* Extract provided
>>

HTML5 vs. Flash Video Playback

While I was playing around with my audio/video tag swapping code, it struck me how lousy my test video looked in the Flash player in full-screen mode.

Cropped zoomed video from Flash video player
Cropped zoomed video from Flash video player

And for comparison:

Cropped zoomed video from HTML5 full-screen
Cropped zoomed video from HTML5 full-screen

The original video is 480×270 (it’s a tiny file!) and it’s being zoomed to 1680×1050 in both cases. The FLVPlayback component is set to maintain aspect ratio, and the underlying Flash player is on high quality with scale set to noscale. It’s a pretty stunning difference — Flash is using cheap “nearest neighbor” scaling while HTML5 is using the more expensive (but, with GPU acceleration, effectively free) bicubic scaling. WTF?

<<

[Saved data entries]
>>

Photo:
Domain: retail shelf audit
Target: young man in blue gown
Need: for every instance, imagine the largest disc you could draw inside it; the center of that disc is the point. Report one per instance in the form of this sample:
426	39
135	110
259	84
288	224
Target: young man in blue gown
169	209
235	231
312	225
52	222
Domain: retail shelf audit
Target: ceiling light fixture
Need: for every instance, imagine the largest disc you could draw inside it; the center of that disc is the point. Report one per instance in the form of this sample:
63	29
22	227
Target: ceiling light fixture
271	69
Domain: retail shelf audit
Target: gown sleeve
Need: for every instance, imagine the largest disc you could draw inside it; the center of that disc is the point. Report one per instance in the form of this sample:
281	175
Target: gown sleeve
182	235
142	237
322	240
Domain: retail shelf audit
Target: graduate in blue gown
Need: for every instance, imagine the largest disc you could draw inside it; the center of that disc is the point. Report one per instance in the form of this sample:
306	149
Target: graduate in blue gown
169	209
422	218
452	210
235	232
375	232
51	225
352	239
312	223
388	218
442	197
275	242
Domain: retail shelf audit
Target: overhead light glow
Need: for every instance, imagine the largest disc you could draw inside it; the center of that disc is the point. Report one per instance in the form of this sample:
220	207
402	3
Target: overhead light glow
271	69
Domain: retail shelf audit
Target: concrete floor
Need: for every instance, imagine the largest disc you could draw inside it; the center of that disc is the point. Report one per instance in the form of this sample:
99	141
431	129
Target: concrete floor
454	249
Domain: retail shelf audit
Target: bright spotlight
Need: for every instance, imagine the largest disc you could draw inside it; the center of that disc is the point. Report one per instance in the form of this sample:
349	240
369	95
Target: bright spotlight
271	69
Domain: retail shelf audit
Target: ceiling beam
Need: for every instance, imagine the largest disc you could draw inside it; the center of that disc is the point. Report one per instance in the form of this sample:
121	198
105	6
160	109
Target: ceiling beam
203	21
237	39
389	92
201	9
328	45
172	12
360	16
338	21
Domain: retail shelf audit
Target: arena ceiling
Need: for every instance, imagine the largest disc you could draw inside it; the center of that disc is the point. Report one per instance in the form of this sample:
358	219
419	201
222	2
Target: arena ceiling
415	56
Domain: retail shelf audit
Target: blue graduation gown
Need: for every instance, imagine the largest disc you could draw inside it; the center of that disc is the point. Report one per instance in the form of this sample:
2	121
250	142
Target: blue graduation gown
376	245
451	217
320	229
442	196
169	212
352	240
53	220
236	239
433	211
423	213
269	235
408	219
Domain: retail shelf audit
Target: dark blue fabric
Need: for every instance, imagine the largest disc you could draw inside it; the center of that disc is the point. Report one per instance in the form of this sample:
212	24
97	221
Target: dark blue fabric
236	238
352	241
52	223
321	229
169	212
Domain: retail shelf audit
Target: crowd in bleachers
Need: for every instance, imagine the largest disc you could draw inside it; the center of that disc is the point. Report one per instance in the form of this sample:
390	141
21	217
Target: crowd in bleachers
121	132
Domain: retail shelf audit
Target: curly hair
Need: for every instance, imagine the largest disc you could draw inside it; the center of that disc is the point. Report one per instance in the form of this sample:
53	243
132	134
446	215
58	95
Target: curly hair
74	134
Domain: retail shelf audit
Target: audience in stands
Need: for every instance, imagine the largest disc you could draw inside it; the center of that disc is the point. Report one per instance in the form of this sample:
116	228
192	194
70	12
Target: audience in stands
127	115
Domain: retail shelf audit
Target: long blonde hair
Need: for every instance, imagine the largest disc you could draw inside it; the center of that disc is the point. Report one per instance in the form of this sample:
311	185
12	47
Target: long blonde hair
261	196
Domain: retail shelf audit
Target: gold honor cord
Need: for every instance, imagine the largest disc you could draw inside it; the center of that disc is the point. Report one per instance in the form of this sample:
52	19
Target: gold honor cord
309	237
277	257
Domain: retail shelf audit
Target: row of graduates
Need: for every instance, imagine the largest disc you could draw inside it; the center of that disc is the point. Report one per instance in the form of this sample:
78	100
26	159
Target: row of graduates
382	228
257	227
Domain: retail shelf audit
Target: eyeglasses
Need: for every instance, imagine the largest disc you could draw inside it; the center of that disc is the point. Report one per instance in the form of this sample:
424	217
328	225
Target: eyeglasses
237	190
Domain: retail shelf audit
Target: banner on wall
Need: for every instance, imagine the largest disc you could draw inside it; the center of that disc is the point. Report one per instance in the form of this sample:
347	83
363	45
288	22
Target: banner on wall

<<

* Objective
From the post about HTML5 and Flash video playback, print the passage that begins with the words "HTML5 vs. Flash" and ends after "in full-screen mode.". The items have no connection to the post about HTML5 and Flash video playback.

* Reply to the exercise
HTML5 vs. Flash Video Playback

While I was playing around with my audio/video tag swapping code, it struck me how lousy my test video looked in the Flash player in full-screen mode.